◆ Excerpted records
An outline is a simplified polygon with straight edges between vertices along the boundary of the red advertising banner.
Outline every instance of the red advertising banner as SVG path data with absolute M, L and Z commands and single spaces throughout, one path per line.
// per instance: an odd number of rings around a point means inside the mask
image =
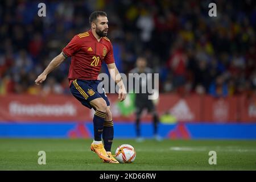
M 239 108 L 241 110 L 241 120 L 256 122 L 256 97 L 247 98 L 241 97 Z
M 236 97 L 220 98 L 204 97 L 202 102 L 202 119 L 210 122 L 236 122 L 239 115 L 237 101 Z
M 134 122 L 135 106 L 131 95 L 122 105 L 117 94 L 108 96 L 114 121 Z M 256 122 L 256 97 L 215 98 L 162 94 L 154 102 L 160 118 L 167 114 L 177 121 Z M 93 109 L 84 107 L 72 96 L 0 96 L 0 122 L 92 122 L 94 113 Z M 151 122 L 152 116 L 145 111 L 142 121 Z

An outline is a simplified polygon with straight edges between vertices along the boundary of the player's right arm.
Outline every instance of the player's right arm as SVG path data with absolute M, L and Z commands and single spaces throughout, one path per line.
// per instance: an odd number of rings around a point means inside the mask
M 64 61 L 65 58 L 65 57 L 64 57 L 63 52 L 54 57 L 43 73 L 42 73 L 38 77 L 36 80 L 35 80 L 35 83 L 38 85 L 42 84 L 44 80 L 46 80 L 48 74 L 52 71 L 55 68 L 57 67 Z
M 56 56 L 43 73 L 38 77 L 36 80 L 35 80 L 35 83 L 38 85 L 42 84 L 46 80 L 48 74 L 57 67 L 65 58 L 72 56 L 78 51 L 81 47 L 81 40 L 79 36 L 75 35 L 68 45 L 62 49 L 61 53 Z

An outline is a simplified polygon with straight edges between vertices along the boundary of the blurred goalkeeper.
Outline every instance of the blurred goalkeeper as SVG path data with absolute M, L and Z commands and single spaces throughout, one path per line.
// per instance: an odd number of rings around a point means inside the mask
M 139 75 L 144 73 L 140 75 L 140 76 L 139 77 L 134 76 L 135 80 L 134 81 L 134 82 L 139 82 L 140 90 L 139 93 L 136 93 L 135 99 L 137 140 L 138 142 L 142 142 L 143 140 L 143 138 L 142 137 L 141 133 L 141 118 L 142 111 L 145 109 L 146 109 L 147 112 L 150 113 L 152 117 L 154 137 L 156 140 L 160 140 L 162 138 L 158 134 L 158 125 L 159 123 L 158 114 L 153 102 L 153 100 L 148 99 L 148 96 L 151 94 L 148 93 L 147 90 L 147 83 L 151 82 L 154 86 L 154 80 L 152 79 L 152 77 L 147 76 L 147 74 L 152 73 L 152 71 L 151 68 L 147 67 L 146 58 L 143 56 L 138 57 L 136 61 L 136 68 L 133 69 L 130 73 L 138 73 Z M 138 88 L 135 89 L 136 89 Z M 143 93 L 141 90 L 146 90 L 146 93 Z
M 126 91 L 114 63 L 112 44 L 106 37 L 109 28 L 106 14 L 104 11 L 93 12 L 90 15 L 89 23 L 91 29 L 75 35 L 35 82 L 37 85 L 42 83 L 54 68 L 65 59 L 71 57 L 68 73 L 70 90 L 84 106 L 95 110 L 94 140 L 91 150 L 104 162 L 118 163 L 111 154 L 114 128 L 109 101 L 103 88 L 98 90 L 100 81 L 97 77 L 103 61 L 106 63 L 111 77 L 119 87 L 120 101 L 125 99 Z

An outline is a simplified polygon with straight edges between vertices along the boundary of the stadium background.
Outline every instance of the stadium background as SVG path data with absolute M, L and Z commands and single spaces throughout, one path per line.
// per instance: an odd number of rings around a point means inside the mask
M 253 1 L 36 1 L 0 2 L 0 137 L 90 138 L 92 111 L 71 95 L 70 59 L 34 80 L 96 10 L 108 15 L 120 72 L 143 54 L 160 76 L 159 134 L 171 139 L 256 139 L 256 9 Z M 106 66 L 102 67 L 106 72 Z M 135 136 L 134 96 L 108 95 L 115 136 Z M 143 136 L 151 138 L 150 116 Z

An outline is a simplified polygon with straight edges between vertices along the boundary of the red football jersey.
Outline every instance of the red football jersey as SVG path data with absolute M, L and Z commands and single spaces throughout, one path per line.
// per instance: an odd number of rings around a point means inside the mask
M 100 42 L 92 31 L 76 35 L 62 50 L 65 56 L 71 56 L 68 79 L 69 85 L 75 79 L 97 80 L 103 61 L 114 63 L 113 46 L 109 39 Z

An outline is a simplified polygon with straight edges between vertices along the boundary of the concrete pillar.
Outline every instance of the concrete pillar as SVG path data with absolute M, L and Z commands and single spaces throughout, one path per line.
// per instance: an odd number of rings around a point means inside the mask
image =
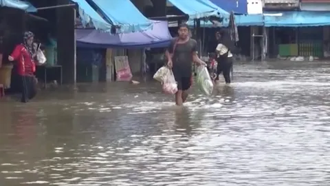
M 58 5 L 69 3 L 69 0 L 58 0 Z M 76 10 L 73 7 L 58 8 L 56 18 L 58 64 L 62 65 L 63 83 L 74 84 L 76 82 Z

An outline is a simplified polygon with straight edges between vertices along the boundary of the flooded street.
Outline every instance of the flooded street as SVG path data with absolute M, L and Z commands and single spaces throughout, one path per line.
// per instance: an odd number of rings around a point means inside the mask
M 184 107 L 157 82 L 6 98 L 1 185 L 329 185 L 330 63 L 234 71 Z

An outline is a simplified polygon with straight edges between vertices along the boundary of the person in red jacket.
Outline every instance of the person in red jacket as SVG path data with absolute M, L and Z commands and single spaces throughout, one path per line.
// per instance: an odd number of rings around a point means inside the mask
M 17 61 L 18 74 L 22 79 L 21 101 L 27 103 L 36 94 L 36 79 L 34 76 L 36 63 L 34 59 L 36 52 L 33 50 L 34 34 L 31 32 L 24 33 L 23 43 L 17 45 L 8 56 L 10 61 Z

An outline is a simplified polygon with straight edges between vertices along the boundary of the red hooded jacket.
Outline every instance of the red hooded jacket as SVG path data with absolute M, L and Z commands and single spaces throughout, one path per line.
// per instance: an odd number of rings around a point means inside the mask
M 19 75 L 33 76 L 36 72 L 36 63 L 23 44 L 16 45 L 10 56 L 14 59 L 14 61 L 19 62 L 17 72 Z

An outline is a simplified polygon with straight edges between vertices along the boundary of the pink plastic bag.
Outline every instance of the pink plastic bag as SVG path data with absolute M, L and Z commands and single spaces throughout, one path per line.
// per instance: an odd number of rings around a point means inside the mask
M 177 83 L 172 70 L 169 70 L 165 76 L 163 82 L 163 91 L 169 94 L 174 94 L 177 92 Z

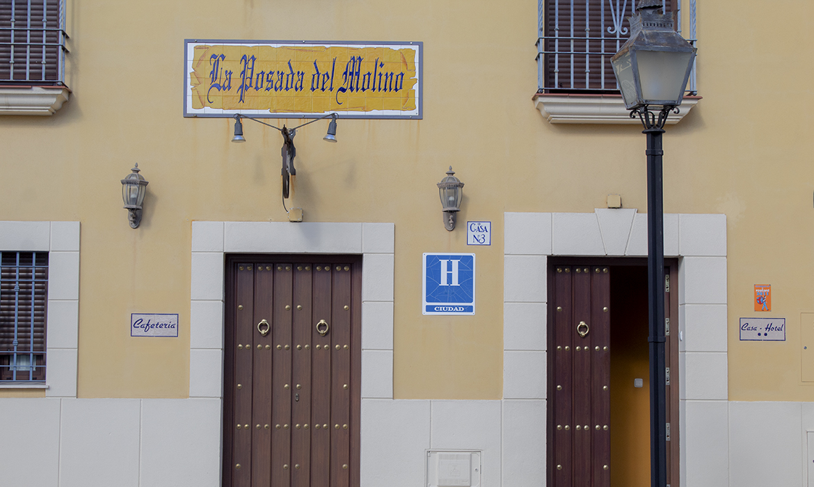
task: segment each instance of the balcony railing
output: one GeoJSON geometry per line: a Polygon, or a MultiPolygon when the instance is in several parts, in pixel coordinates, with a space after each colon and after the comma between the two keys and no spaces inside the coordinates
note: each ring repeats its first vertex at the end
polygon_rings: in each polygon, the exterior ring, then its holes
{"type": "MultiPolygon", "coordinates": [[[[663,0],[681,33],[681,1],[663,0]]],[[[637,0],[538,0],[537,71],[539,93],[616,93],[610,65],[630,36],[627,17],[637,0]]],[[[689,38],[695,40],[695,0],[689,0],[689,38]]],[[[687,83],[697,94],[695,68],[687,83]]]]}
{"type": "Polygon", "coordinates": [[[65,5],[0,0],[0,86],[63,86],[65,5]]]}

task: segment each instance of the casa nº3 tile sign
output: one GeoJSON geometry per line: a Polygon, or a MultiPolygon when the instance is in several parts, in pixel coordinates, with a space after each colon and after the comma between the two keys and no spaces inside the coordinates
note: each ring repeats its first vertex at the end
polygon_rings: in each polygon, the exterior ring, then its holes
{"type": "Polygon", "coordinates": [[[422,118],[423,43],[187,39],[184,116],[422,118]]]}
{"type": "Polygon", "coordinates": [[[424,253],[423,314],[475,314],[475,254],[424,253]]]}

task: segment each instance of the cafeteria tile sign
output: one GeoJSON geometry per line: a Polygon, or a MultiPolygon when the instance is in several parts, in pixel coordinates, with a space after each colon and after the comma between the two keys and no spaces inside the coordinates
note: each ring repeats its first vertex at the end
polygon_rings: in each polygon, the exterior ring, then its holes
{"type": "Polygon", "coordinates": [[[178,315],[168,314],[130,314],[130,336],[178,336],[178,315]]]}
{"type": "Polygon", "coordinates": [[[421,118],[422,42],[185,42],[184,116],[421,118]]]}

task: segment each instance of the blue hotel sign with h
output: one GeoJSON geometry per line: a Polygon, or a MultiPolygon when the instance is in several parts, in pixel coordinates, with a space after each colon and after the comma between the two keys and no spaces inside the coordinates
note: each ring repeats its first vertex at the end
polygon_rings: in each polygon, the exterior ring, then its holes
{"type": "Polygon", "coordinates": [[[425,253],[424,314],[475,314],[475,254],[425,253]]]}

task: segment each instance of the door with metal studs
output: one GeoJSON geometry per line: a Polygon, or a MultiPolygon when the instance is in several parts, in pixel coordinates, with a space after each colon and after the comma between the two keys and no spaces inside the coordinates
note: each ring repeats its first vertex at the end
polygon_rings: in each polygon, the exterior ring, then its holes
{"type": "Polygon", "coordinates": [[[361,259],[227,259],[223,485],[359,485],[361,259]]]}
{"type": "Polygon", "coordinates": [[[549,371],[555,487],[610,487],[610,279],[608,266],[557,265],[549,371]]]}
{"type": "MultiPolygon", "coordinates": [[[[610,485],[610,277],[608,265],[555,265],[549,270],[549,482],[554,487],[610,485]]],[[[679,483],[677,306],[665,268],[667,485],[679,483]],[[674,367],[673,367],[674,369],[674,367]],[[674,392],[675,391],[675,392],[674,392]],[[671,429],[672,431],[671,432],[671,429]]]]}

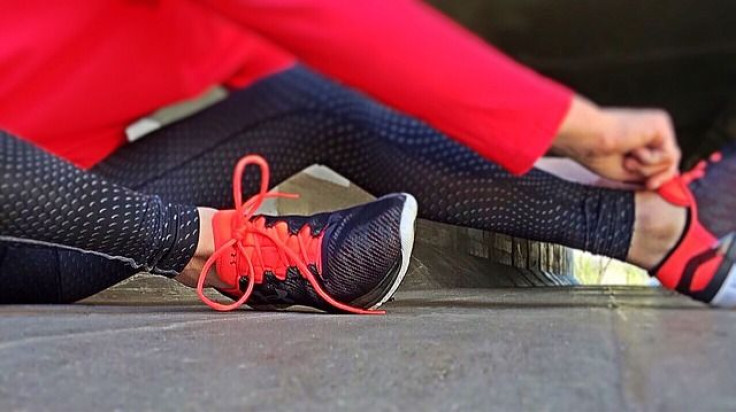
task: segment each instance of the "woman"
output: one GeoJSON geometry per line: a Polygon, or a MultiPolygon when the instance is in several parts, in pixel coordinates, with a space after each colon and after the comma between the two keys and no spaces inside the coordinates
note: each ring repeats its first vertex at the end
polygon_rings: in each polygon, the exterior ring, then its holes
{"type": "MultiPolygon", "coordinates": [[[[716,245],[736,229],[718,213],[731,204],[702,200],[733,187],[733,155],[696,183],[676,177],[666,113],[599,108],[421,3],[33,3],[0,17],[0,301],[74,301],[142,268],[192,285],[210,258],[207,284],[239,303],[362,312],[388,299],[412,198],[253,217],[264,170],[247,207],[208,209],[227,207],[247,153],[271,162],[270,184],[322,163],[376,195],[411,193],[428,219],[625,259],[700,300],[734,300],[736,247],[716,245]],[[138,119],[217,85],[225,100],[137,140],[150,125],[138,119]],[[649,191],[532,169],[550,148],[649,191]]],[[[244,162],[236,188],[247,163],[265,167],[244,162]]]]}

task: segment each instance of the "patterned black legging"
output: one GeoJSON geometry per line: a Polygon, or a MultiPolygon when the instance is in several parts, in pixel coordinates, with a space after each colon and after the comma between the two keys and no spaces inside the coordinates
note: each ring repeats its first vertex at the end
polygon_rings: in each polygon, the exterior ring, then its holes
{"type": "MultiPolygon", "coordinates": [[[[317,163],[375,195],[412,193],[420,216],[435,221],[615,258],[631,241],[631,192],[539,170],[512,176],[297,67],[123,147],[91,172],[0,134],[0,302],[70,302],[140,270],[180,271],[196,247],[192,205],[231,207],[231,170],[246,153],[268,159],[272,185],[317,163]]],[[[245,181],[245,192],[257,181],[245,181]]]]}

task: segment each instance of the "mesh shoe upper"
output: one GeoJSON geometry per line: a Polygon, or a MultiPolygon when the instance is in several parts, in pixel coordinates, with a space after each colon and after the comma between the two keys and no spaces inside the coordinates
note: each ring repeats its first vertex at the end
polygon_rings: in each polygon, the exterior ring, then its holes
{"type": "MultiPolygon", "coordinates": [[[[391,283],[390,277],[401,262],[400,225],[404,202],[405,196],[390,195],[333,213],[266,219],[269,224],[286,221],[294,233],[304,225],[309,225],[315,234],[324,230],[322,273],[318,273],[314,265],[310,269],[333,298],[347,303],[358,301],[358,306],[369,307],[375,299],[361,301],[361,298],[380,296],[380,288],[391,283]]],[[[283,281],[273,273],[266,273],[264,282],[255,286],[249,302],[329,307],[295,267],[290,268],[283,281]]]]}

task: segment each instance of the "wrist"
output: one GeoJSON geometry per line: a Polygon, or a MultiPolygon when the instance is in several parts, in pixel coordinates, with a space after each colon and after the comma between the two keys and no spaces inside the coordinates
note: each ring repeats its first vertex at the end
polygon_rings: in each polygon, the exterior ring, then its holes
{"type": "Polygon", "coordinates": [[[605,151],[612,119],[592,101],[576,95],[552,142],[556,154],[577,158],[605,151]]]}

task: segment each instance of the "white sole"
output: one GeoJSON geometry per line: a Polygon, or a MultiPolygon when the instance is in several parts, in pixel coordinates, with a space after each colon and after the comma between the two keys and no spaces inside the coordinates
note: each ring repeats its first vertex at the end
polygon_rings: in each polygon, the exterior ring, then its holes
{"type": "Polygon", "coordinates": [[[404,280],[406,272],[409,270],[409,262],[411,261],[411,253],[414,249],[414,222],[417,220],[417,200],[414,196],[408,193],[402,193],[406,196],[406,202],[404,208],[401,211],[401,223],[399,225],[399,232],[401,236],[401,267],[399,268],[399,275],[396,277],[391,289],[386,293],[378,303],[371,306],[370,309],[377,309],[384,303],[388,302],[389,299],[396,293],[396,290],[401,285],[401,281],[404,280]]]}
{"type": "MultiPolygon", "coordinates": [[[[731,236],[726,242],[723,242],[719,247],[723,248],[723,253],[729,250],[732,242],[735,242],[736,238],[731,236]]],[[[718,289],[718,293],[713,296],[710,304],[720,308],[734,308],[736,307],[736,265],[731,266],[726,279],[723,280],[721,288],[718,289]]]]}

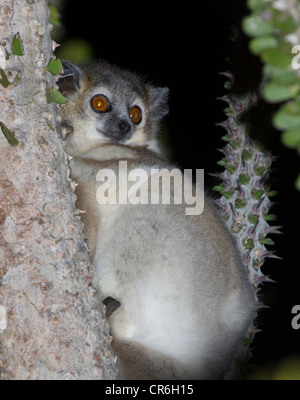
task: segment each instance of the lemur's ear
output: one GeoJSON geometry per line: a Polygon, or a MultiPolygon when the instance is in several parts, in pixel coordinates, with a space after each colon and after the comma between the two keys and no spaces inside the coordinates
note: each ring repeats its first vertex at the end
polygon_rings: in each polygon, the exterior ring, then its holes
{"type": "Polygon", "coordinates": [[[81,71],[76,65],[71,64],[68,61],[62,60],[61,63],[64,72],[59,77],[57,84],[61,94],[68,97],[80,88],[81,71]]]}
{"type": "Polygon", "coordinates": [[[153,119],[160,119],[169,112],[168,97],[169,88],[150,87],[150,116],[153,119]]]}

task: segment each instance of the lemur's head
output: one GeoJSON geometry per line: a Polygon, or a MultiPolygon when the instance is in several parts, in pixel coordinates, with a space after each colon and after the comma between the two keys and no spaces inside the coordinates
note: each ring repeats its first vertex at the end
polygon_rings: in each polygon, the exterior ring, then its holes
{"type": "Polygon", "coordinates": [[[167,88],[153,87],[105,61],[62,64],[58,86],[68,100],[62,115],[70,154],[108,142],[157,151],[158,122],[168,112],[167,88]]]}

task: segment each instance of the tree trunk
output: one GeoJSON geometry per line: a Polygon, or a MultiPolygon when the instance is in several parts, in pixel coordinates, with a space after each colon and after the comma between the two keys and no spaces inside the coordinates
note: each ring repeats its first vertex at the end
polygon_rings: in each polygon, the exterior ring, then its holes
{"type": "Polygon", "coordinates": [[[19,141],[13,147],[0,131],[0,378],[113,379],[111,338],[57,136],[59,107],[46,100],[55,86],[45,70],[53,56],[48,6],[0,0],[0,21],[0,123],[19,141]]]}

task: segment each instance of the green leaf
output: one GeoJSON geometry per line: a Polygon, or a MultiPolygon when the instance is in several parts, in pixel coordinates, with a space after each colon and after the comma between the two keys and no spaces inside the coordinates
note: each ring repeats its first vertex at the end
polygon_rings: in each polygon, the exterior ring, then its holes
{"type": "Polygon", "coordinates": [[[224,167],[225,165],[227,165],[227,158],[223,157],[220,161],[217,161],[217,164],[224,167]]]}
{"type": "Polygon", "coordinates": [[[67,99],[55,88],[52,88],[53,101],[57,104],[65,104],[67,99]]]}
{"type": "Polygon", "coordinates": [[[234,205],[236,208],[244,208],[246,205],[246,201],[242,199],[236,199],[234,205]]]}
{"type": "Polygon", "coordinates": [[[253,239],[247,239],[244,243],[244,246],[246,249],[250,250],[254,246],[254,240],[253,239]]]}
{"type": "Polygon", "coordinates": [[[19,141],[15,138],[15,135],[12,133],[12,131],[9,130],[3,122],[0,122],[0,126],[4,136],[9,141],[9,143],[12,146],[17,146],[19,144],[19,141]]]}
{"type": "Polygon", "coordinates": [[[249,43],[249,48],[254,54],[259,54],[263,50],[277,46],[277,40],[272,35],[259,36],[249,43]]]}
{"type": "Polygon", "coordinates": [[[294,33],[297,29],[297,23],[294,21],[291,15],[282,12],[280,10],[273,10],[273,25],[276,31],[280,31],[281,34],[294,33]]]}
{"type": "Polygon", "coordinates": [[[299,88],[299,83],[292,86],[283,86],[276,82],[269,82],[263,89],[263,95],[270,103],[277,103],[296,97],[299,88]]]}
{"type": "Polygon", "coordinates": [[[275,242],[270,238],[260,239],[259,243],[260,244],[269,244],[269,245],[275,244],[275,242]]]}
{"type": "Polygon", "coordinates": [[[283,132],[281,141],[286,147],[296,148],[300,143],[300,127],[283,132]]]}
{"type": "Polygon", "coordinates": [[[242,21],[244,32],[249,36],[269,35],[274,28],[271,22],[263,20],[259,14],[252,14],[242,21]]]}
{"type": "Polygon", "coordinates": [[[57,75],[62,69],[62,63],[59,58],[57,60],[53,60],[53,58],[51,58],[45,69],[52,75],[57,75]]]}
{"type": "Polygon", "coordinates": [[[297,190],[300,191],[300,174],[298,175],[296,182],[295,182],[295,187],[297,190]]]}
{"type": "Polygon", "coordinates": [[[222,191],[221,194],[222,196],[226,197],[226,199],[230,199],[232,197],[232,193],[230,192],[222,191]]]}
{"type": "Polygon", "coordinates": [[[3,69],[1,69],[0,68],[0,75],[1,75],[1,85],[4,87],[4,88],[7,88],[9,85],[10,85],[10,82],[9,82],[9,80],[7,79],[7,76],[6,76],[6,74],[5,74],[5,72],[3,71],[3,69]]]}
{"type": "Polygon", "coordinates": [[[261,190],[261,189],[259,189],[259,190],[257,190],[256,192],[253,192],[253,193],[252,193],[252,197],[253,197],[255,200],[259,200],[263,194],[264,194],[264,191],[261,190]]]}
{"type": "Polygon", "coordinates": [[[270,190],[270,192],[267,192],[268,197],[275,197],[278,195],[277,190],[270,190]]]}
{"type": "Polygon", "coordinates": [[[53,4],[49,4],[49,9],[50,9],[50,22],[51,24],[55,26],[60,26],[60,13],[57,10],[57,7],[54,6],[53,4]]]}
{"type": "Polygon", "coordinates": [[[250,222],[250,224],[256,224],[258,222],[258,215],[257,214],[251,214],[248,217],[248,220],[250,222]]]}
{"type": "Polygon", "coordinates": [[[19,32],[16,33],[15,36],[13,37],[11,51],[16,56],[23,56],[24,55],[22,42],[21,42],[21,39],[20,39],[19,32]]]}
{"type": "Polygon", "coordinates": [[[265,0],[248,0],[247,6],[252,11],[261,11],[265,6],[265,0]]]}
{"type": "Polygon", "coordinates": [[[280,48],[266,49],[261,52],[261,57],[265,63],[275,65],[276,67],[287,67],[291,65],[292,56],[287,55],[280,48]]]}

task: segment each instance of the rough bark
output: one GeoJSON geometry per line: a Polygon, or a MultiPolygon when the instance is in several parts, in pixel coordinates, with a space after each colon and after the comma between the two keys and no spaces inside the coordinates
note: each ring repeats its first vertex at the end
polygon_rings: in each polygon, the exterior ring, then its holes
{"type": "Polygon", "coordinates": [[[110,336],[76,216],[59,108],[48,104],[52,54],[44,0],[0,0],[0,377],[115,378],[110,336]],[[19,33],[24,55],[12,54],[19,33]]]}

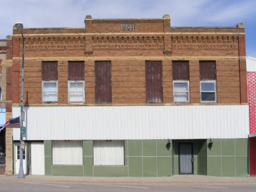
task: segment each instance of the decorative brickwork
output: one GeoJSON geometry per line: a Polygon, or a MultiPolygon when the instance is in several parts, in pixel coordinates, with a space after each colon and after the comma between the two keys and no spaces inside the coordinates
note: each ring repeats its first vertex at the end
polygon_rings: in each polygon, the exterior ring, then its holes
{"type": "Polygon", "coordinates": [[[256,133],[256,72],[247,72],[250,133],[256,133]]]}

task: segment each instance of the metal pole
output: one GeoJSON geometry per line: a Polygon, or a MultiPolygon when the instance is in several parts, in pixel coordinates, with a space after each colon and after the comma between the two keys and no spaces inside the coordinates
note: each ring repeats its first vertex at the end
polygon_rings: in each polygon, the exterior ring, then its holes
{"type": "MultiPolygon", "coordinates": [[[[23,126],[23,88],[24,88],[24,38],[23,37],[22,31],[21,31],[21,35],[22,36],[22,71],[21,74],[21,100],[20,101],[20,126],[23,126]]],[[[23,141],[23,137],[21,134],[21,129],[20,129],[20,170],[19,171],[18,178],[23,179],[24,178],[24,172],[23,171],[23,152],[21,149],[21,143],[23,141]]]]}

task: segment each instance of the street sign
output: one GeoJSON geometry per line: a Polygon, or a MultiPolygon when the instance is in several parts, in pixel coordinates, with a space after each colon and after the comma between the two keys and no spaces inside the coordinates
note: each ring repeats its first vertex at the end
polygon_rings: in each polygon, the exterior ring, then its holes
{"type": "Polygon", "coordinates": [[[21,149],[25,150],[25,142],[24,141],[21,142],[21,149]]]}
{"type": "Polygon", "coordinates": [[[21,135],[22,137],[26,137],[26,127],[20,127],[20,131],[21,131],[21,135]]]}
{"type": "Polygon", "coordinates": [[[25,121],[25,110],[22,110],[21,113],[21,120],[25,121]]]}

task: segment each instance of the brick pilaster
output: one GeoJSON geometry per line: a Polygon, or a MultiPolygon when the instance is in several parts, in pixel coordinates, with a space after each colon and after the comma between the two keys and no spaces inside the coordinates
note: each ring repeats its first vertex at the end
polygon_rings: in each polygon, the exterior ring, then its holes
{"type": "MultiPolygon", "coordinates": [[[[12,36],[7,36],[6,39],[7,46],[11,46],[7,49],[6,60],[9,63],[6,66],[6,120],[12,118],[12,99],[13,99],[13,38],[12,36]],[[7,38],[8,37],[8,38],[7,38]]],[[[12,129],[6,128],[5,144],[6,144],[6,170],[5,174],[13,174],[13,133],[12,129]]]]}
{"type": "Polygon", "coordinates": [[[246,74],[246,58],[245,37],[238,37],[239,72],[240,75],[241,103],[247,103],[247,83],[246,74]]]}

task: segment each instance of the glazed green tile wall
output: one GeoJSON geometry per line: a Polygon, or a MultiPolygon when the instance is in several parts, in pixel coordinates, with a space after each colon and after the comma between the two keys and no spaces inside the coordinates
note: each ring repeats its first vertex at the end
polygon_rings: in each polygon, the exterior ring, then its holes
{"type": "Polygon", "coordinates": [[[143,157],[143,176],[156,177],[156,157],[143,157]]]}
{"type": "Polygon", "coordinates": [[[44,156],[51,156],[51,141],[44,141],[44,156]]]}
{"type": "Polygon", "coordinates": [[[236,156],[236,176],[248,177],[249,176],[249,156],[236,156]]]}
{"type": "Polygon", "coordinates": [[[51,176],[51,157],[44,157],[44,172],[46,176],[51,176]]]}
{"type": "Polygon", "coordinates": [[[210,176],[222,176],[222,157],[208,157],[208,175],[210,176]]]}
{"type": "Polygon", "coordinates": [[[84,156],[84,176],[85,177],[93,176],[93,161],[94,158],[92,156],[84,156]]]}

◆ Aim
Please render the listing above, from its first line through the line containing "M 236 97 L 220", as a Markdown table with columns Row and Line, numbering each line and omitting blank lines. Leave the pictures out of the table.

◆ Task result
| Row | Line |
|---|---|
| 1 | An outline is a simplified polygon with straight edges between vertices along the boundary of the red advertising banner. |
| 2 | Outline every instance of the red advertising banner as SVG path data with absolute M, L and Z commands and single spaces throughout, one path per line. |
| 3 | // per instance: an odd number of rings around a point means inside the mask |
| 4 | image = |
| 5 | M 239 108 L 241 110 L 241 120 L 256 122 L 256 97 L 247 98 L 241 97 Z |
| 6 | M 236 97 L 220 98 L 204 97 L 202 102 L 202 119 L 210 122 L 236 122 L 239 115 L 237 101 Z |